* [Quoted passage]:
*** Begin section ***

Challenges with the diagnosis and monitoring of Parkinson’s disease and dementia with Lewy bodies (DLB) are a major hindrance for accurate, early diagnosis and treatment planning. Reduced facial expression is a classical clinical feature of PD and may also be present in patients with dementia with Lewy bodies. Early facial behavior changes are often overlooked or misinterpreted. The often subtle onset of facial behavior changes combined with the lack of objective methods for assessment hinders early identification and monitoring.
In this study, we will develop a deep learning system to objectively compare facial behavior in people with dementia with Lewy bodies, Parkinson’s disease, and age-matched control participants. Participants will undergo in-person facial behavior data collection through a web-based tool. Participants will undergo eight facial expression tests (one posed facial expression test and seven spontaneous facial expression tests) while their faces are recorded by a webcam on a laptop through the web-based tool. We will then train deep learning algorithms that take the facial videos as input and automatically predict disease state. We will analyze the performance of the deep learning algorithms using metrics that include accuracy, sensitivity, and specificity. We will also analyze which facial behavior features are most important for predicting people with Parkinson’s disease and dementia with Lewy bodies.

*** End section ***

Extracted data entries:
*** Begin section ***

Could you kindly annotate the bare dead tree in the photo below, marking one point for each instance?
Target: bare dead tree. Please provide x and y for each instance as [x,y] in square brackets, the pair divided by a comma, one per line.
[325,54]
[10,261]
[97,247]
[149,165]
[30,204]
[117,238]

*** End section ***

* [What you need to do]:
Pick up the study description on facial behavior in Parkinson's disease and dementia with Lewy bodies and continue it from its last sentence.

* [Solved exercise]:
Our study will determine if facial behavior can be used in the future as a digital biomarker for people with dementia with Lewy bodies and Parkinson’s disease, which could have profound potential in telemedicine visits, remote monitoring of disease severity, and as a tool for differential diagnosis. We hope to pave the way toward the development of a low-cost, scalable decision support tool to aid clinicians in differential diagnosis and disease monitoring for Parkinson’s disease and dementia with Lewy bodies.